SHORT TASK:
In the entries below, change every "colombian flag" to "flag of Colombia", leaving everything else the same.

INPUT MATERIAL:
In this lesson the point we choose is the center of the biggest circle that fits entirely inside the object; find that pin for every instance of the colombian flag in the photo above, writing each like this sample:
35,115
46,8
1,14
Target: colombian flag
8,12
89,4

WRITTEN RESPONSE:
In this lesson the point we choose is the center of the biggest circle that fits entirely inside the object; find that pin for every instance of the flag of Colombia in the photo above, writing each like this sample:
35,115
46,8
1,14
Target: flag of Colombia
8,12
89,4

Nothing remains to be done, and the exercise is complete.